Records:
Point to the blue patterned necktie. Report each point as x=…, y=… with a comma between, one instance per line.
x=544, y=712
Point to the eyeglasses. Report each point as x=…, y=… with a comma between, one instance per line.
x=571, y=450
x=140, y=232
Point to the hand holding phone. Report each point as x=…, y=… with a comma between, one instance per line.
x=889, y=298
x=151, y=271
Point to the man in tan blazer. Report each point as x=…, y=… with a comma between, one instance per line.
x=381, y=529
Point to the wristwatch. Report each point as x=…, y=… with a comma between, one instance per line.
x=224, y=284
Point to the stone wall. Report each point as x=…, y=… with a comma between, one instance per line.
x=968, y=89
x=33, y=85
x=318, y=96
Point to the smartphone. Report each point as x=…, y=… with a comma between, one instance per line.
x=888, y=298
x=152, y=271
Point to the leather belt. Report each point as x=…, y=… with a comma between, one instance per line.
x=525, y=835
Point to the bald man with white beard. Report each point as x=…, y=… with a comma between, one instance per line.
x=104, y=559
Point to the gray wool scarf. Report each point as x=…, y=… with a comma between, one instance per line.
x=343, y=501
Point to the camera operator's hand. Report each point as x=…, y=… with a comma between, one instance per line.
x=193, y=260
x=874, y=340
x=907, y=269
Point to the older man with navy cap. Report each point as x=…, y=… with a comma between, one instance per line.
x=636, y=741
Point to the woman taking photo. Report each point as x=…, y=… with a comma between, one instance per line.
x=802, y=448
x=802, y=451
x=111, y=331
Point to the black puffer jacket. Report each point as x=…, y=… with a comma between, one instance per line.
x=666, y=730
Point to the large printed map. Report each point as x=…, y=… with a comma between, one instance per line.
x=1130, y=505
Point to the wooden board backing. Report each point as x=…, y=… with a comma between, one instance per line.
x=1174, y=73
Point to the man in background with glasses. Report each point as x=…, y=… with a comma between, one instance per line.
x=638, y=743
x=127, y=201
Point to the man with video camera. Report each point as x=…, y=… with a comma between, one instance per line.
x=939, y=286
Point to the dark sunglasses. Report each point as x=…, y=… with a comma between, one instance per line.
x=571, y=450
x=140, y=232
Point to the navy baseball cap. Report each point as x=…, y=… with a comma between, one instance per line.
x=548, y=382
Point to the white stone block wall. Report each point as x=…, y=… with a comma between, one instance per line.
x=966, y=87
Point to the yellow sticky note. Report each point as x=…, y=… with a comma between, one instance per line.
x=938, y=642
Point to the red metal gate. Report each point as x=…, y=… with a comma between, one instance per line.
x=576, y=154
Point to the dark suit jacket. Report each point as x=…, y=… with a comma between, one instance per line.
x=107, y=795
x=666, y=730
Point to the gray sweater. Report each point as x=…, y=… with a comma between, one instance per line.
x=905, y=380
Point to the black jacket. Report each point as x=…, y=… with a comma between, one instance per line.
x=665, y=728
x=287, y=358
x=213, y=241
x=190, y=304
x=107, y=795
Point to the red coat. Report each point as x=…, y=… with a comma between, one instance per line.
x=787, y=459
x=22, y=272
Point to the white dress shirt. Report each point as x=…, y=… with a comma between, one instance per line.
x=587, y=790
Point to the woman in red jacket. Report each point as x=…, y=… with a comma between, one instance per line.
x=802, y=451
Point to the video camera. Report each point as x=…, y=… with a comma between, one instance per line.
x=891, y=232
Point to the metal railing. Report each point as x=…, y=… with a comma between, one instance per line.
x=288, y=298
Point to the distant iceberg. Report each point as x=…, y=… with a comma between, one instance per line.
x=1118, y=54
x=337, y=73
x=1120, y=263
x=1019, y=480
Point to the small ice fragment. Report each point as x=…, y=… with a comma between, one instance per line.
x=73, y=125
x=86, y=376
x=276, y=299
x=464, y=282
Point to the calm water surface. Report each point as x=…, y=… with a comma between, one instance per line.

Exercise prompt: Reproduce every row above line for line, with no changes.

Task result:
Point to the blue patterned necktie. Report each point as x=…, y=… with a comma between, one instance per line.
x=544, y=712
Point to the eyeglasses. Report each point as x=…, y=… with a comma between, one instance per line.
x=571, y=450
x=140, y=232
Point to the hand holding phone. Report each point as x=…, y=… with a comma between, one instance per line.
x=889, y=298
x=151, y=271
Point to the man in tan blazer. Report each point as x=…, y=… with a comma between, one instance per line.
x=381, y=529
Point to the wristwatch. Report each point as x=…, y=… with a comma between, one instance per line.
x=224, y=284
Point to the stone wall. Report each point as x=…, y=… with a comma between, one instance per line.
x=968, y=89
x=33, y=85
x=318, y=96
Point to the smartphone. Report each point as x=…, y=… with a comma between, one instance per line.
x=888, y=298
x=152, y=271
Point to the leather belt. Report each point as x=…, y=… with a comma between, one instance per line.
x=525, y=835
Point to the bald man with white beard. Report each point as x=…, y=… with a comma between, one instance per line.
x=104, y=559
Point to the gray wool scarf. Report each point as x=…, y=… with a comma between, one instance per line.
x=343, y=501
Point to the camera operator's hand. Report each point as x=…, y=… with a comma between, one instance per line.
x=193, y=260
x=874, y=340
x=907, y=269
Point to the older man with navy cap. Report each point as x=…, y=… with a comma between, one instance per line.
x=636, y=741
Point to the woman taking photo. Report each point as x=…, y=… with a comma between, one instance per line.
x=802, y=448
x=802, y=451
x=111, y=331
Point to the black puffer jacket. Report each point as x=…, y=… with a comma between, one instance per line.
x=666, y=730
Point to the large printed map. Report each point as x=…, y=… with a comma between, one instance per line.
x=1130, y=505
Point to the wooden board backing. Report each point as x=…, y=… with a comma between, one instance per line.
x=1174, y=73
Point to the man in background with glasses. Report each point as x=…, y=… with a comma between, one instance per line.
x=638, y=743
x=127, y=201
Point to the man with video camera. Report each point as x=…, y=… with a comma between, one instance per line.
x=939, y=286
Point to the dark sunglasses. Report each point as x=…, y=… with a comma between, one instance per line.
x=571, y=450
x=140, y=232
Point to the navy baseball cap. Report each point as x=…, y=… with a comma between, one instance per line.
x=548, y=382
Point to the white stone block wall. Report each point as x=…, y=… with a comma between, one instance per line.
x=966, y=87
Point to the yellow sticky note. Report each point as x=…, y=… with a comma between, one instance per line.
x=938, y=642
Point to the red metal gate. Report each point as x=…, y=… with a comma between, one instance per line.
x=576, y=154
Point to the dark suit jacket. Report each point as x=…, y=… with a comma between, one instance per line.
x=107, y=795
x=666, y=730
Point to the gray sweater. Report each point as x=…, y=… with a comma between, one instance per line.
x=905, y=380
Point to the black jacket. Report each point as x=…, y=… with a comma between, one instance per line.
x=665, y=728
x=287, y=358
x=213, y=241
x=190, y=304
x=107, y=795
Point to the red coat. Report each point as x=…, y=… with a comma between, one instance per line.
x=787, y=459
x=22, y=272
Point to the white dress shirt. Report each point as x=…, y=… with a comma between, one instance per line.
x=587, y=790
Point to the woman in red jacket. Report each point as x=…, y=… with a comma between, one instance per line.
x=802, y=451
Point to the video camera. Report each point as x=…, y=… with a comma between, one instance per line.
x=891, y=232
Point to the metal railing. Report each point as x=…, y=… with a comma between, one instance per line.
x=288, y=298
Point to the distant iceberg. Report each point as x=…, y=… with a comma between, one instance per line.
x=1118, y=54
x=337, y=73
x=1120, y=263
x=1019, y=480
Point to the small ice fragment. Report each point as x=…, y=… with a comma between, one instance per line.
x=73, y=125
x=86, y=376
x=276, y=299
x=464, y=282
Point to the calm water surface. Report each point as x=…, y=… with a comma between, one instance per line.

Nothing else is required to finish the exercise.